## BEGIN
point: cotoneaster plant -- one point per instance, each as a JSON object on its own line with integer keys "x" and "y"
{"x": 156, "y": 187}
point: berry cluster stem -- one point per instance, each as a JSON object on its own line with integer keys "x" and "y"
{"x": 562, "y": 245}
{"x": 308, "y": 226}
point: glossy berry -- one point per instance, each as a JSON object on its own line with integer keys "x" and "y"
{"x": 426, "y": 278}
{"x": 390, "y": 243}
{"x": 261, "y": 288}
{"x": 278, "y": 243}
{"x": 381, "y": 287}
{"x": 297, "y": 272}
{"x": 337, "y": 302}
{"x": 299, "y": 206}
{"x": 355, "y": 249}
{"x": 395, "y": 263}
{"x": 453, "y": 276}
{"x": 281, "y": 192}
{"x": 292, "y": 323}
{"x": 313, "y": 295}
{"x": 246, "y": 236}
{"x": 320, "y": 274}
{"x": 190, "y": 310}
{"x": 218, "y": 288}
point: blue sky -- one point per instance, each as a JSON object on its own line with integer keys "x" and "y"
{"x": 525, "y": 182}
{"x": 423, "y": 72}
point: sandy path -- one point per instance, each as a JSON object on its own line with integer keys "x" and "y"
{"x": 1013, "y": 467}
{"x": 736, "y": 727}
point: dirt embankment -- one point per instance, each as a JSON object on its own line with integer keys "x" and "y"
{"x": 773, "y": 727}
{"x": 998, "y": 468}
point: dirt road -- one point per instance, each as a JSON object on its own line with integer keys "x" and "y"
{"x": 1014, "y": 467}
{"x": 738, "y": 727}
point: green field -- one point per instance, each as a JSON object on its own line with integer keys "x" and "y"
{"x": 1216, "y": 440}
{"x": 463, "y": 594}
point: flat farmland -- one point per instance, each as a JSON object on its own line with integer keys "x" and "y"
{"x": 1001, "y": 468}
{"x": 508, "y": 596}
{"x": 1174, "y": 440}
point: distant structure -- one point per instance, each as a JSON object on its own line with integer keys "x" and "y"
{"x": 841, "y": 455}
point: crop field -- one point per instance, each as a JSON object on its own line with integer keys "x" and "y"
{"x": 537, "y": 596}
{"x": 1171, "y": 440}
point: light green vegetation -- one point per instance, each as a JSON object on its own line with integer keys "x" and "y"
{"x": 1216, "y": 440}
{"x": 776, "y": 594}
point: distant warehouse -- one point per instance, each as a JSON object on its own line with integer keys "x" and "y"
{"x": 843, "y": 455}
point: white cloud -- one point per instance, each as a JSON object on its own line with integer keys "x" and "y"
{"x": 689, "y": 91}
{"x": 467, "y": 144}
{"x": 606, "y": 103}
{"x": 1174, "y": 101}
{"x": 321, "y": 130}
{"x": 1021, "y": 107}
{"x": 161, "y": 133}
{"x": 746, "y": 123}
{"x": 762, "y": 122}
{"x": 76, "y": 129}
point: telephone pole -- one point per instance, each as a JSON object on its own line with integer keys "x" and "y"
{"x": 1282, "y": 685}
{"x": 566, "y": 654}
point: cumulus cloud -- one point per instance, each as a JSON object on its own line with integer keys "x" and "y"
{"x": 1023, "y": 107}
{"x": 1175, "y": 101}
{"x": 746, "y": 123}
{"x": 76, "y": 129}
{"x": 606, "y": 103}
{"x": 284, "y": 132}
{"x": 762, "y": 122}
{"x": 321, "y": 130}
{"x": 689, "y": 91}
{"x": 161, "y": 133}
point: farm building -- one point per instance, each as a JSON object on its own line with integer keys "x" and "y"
## END
— Exercise prompt —
Rewrite all of the entries above, replacing every occurrence of "JSON object" with "JSON record" and leaving everything else as it is.

— The completed task —
point: cotoneaster plant -- one point per instance, each as a JSON record on its own line with integer keys "x" and "y"
{"x": 156, "y": 187}
point: berry cluster stem -- one point per instance, each as a JSON record on its own line with integer keys "x" and "y"
{"x": 562, "y": 245}
{"x": 308, "y": 226}
point: glossy berry -- one point per instance, each as a JSON record on its own line with integer keys "x" and "y"
{"x": 426, "y": 278}
{"x": 390, "y": 243}
{"x": 261, "y": 288}
{"x": 278, "y": 243}
{"x": 381, "y": 287}
{"x": 297, "y": 272}
{"x": 337, "y": 302}
{"x": 299, "y": 206}
{"x": 355, "y": 249}
{"x": 395, "y": 263}
{"x": 453, "y": 276}
{"x": 281, "y": 192}
{"x": 292, "y": 323}
{"x": 313, "y": 295}
{"x": 246, "y": 236}
{"x": 320, "y": 274}
{"x": 190, "y": 310}
{"x": 218, "y": 288}
point: blue sky -- one point per instance, each as a JSON record on its own line with integer keys "x" and "y"
{"x": 525, "y": 182}
{"x": 423, "y": 72}
point: sandy path -- one point per instance, each as a JSON record on its own line with integer keys "x" and "y"
{"x": 1013, "y": 467}
{"x": 736, "y": 727}
point: dirt embankment -- one point per instance, each as a JSON record on its own line with integer keys "x" and "y"
{"x": 773, "y": 727}
{"x": 998, "y": 468}
point: dirt road -- one point per instance, each as a JSON record on its own line with integer keys "x" and "y"
{"x": 1014, "y": 467}
{"x": 738, "y": 727}
point: green field -- one point per instance, each as a JSON record on its own line with integer keys "x" and "y"
{"x": 1216, "y": 440}
{"x": 463, "y": 594}
point: flat farmland -- one point per instance, each as a JSON record on its own line with integer keys "x" and "y"
{"x": 1001, "y": 468}
{"x": 508, "y": 596}
{"x": 1174, "y": 440}
point: distant structure -- one point per instance, each as a JSON record on its own line with integer keys "x" and "y"
{"x": 841, "y": 455}
point: crop field -- one point per instance, each as a JSON record on its own line with integer keys "x" and "y"
{"x": 537, "y": 596}
{"x": 1171, "y": 440}
point: light green vegetation -- one point per instance, each as a JSON record on its own line with integer keys "x" and "y"
{"x": 1216, "y": 440}
{"x": 776, "y": 594}
point: distant warehouse -- one point per instance, each as a JSON record on its own line with integer keys "x" and "y"
{"x": 843, "y": 455}
point: white cloud -- one point per instance, each as a JSON record on its own line with integer keys "x" and "y"
{"x": 689, "y": 91}
{"x": 467, "y": 144}
{"x": 606, "y": 103}
{"x": 1174, "y": 101}
{"x": 321, "y": 130}
{"x": 1021, "y": 107}
{"x": 161, "y": 133}
{"x": 746, "y": 123}
{"x": 762, "y": 122}
{"x": 76, "y": 129}
point: telephone pole -- one point per instance, each as a JSON record on its own line with integer keys "x" and "y"
{"x": 1282, "y": 685}
{"x": 566, "y": 654}
point: cumulus cloud -- one point per instance, each as a JSON record on its own line with integer keys "x" and "y"
{"x": 1023, "y": 107}
{"x": 1175, "y": 101}
{"x": 746, "y": 123}
{"x": 76, "y": 129}
{"x": 606, "y": 103}
{"x": 284, "y": 132}
{"x": 762, "y": 122}
{"x": 321, "y": 130}
{"x": 689, "y": 91}
{"x": 161, "y": 133}
point: farm building -- one point per instance, each as a JSON record on its own line with integer keys "x" and "y"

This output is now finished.